Directive A:
In the R distance matrix post, rename "m2" to "mah_dist" throughout the part that begins at the line containing "n.L <- split(rownames(x), id1)" and stops after "apply(as.matrix(k),1,m2,as.matrix(k))", and give that part again.
Directive B:
List every function called in the lines under "#generate data" in the R distance matrix post.

[R] replacing elements of distance matrix

Michael Ralph M. Abrigo mmabrigo at gmail.com
Tue Jul 20 02:12:44 CEST 2010


Thank you very much for your help, Nikhil! The code I'm using now is

#generate data
set.seed(2)
x <- as.matrix(runif(5))
id1 <- sample(1:2,5,replace=T)
id2 <- c(1:5)
rownames(x) <- paste(id1, id2)

#create distance matrix if same id1
x.L <- split(x,id1)
n.L <- split(rownames(x), id1)
for(i in 1:length(x.L)){
  names(x.L[[i]]) <- n.L[[i]]
 }
m2 <- function(i,j) {
  mahalanobis(j,i,var(j))
 }
m3 <- function(k) {
  apply(as.matrix(k),1,m2,as.matrix(k))
 }
dd <- lapply(x.L, m3)
df <- bdiag(dd)

rownames(df) <- sort(rownames(x))
colnames(df) <- sort(rownames(x))

x.L
df
dd


Cheers,
Michael

On Tue, Jul 20, 2010 at 2:27 AM, Nikhil Kaza <nikhil.list at gmail.com> wrote:
> My mistake, instead of colnames(d1)

Available data:
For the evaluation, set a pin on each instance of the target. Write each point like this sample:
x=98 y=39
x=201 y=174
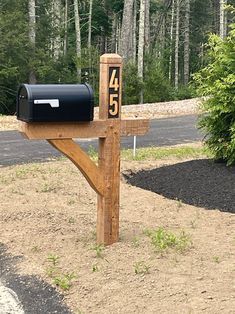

Task response A:
n.L <- split(rownames(x), id1)
for(i in 1:length(x.L)){
  names(x.L[[i]]) <- n.L[[i]]
 }
mah_dist <- function(i,j) {
  mahalanobis(j,i,var(j))
 }
m3 <- function(k) {
  apply(as.matrix(k),1,mah_dist,as.matrix(k))

Task response B:
set.seed, as.matrix, runif, sample, c, rownames, paste